## start RECORDS SUPPLIED
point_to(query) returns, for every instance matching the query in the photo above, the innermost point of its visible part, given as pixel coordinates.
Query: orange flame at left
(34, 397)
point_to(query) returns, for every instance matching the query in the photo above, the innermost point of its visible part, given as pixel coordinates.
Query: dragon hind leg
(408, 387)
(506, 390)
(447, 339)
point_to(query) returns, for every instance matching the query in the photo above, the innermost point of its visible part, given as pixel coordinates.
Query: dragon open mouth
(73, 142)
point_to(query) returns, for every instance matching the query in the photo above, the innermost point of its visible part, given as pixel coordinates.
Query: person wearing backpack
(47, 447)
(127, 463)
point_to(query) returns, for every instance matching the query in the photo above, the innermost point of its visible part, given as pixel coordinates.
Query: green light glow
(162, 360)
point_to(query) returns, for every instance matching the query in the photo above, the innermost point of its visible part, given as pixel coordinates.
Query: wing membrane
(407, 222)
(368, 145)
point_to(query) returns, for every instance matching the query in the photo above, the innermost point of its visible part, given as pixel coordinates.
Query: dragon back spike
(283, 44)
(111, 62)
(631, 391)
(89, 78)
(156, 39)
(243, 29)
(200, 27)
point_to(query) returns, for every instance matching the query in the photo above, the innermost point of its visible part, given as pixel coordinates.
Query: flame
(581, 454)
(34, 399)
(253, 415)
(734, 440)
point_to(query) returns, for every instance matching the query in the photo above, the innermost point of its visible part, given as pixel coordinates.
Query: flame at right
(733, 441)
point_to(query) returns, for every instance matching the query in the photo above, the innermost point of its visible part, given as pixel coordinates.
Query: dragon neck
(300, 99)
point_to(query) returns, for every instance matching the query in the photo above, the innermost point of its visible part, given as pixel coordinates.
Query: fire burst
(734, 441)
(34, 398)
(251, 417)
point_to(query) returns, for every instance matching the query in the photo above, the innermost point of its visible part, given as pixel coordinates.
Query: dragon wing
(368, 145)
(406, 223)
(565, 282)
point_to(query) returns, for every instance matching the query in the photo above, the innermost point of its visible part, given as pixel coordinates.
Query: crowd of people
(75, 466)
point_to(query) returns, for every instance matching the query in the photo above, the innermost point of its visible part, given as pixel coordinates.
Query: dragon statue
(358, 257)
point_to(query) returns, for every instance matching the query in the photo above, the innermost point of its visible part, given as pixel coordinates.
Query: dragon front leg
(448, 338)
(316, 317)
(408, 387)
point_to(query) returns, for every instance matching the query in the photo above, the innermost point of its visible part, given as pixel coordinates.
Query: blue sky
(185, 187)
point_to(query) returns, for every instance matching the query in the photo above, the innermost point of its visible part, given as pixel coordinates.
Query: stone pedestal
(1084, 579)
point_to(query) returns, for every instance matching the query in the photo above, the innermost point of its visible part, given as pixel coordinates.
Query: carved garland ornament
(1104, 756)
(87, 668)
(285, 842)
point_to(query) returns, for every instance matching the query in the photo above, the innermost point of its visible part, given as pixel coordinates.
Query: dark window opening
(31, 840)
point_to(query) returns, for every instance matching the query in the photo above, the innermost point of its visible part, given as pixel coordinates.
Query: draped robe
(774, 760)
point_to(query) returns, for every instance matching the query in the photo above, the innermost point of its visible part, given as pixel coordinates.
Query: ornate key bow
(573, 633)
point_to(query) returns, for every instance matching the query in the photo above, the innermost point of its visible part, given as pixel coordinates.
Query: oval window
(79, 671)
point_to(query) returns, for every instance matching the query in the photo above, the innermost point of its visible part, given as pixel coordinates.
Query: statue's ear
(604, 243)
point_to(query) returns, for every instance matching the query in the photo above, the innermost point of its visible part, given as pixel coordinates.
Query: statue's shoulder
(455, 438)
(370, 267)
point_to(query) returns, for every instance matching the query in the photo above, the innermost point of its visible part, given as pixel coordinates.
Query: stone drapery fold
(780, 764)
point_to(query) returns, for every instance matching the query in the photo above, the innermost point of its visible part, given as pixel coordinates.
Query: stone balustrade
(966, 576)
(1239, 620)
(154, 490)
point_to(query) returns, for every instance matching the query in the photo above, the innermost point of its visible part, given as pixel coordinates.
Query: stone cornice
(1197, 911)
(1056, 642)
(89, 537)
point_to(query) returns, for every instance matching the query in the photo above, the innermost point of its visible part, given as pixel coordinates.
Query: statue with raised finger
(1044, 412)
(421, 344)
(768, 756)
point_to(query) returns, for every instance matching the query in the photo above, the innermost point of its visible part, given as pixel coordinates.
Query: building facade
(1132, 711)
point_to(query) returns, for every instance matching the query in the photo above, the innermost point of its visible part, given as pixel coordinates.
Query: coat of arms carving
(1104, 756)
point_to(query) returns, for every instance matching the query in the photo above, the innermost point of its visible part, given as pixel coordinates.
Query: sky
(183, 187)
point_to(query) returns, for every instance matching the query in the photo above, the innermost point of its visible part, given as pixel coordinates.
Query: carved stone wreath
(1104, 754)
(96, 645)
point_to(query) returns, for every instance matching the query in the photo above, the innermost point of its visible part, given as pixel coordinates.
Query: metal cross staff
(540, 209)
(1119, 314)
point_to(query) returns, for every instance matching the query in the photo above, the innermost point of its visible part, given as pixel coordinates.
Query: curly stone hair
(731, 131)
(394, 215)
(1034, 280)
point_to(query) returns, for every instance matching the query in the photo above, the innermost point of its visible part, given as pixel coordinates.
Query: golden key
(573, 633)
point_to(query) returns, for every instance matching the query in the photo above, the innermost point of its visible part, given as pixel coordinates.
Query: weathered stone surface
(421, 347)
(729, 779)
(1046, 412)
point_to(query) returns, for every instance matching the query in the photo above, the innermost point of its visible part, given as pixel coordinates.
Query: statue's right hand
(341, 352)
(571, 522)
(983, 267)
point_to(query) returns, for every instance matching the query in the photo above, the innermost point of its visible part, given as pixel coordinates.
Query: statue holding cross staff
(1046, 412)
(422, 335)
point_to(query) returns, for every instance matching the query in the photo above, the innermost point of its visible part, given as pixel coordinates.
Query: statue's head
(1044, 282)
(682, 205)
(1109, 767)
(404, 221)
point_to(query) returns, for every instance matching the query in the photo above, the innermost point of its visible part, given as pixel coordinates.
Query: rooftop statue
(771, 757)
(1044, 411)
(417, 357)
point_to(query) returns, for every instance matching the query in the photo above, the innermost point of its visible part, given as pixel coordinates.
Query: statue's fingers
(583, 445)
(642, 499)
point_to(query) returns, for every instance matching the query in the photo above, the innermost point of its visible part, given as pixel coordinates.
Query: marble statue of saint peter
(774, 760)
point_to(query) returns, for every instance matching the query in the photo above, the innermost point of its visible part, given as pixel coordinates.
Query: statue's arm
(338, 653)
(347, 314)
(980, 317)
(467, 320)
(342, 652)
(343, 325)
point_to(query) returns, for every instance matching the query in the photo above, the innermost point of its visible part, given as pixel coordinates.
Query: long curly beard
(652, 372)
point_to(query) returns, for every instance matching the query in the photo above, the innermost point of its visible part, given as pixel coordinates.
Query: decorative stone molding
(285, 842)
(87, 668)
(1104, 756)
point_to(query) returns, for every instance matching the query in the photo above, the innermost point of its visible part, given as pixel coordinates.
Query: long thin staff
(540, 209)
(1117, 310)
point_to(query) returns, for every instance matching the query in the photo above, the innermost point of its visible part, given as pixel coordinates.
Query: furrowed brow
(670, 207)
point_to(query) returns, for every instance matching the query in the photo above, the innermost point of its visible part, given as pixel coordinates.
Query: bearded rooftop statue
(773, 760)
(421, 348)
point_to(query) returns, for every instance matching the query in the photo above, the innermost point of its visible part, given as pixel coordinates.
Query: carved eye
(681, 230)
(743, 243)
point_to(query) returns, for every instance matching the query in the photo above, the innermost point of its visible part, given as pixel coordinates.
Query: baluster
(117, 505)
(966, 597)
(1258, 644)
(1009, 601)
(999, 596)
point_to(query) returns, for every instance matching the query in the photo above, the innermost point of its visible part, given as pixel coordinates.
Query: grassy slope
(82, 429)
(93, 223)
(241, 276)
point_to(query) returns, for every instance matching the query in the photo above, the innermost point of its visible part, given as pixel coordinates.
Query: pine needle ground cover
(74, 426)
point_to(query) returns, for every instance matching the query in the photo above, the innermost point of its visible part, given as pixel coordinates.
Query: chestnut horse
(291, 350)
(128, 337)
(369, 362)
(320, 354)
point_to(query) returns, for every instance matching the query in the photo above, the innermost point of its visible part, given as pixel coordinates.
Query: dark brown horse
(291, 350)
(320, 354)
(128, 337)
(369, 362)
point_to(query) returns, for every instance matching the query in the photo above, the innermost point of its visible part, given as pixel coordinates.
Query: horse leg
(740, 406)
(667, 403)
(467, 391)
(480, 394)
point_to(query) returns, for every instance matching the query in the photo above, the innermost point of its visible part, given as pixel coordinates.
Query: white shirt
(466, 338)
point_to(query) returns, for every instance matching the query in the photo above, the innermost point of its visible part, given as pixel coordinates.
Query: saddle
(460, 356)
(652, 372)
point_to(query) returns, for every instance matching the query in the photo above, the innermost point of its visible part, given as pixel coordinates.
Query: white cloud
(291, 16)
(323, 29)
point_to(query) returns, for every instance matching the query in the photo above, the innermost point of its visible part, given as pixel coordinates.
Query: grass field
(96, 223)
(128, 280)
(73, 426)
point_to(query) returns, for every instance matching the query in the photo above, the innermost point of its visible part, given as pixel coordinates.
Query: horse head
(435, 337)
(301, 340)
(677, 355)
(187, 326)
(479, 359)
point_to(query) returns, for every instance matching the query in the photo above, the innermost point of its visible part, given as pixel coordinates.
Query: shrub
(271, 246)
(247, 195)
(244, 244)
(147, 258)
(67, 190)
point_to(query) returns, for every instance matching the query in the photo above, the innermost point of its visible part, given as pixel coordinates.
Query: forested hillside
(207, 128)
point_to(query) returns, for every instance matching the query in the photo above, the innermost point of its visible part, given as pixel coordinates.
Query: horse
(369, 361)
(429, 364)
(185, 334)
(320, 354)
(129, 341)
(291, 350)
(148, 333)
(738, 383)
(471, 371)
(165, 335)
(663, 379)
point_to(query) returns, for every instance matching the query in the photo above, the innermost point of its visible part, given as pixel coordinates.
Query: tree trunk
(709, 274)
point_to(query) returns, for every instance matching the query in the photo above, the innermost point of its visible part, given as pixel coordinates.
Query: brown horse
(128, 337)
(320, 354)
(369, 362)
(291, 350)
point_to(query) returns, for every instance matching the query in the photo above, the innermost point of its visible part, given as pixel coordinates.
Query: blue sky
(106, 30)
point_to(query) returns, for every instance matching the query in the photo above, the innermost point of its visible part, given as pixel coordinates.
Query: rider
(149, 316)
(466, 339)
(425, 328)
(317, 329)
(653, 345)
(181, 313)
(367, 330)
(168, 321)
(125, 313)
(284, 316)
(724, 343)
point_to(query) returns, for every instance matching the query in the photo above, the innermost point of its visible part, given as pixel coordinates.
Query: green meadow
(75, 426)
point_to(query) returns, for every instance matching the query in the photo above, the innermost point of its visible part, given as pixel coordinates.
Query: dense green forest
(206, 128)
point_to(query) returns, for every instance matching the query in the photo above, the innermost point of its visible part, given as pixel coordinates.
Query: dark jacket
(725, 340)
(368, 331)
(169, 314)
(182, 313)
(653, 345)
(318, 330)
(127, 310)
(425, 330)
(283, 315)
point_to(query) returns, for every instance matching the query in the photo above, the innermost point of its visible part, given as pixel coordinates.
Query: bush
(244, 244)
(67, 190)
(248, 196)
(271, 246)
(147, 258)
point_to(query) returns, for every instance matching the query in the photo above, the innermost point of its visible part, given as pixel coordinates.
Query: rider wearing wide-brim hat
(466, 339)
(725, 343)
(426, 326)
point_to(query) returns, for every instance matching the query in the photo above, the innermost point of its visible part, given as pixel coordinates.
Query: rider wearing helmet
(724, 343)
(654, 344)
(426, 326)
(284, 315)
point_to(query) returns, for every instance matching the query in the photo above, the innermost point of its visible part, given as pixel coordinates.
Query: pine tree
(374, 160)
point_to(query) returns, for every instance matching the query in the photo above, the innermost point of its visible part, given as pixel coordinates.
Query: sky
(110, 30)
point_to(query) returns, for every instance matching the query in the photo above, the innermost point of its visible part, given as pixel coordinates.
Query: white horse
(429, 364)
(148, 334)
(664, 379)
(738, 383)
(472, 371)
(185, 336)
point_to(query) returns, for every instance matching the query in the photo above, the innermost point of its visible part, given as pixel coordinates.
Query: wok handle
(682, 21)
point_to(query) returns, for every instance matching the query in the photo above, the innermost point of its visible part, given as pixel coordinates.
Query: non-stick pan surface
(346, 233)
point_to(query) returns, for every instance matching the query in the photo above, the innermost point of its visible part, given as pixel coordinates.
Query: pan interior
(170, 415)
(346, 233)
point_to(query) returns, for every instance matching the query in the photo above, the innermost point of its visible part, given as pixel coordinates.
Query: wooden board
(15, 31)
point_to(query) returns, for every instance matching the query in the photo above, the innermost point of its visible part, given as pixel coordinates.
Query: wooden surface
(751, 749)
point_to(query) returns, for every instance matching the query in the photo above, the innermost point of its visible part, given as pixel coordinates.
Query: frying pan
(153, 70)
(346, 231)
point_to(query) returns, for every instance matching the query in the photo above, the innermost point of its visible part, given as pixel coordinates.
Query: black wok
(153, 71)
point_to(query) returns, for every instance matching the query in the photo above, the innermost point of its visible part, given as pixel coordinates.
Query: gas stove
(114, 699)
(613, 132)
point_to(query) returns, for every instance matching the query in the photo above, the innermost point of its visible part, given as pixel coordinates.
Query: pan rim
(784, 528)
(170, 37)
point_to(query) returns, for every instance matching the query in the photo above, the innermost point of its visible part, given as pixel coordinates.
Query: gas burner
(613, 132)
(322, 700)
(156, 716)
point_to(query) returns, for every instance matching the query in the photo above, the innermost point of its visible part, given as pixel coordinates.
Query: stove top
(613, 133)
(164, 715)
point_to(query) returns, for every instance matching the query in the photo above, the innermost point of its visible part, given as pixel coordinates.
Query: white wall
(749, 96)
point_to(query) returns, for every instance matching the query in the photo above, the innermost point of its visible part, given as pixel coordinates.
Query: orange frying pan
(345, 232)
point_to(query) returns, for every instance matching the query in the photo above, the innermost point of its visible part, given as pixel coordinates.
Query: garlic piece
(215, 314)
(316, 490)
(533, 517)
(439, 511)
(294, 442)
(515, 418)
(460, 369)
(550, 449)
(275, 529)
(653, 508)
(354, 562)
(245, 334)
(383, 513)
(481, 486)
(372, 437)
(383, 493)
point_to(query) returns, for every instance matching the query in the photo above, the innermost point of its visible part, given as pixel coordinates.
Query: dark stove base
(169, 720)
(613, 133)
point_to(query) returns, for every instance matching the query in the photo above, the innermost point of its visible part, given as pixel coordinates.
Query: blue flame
## end RECORDS SUPPLIED
▶ SHORT PROBLEM
Pull out every line of the records above that contains the string "pine".

▶ RESPONSE TO THE TASK
Query: pine needle ground cover
Query: pine tree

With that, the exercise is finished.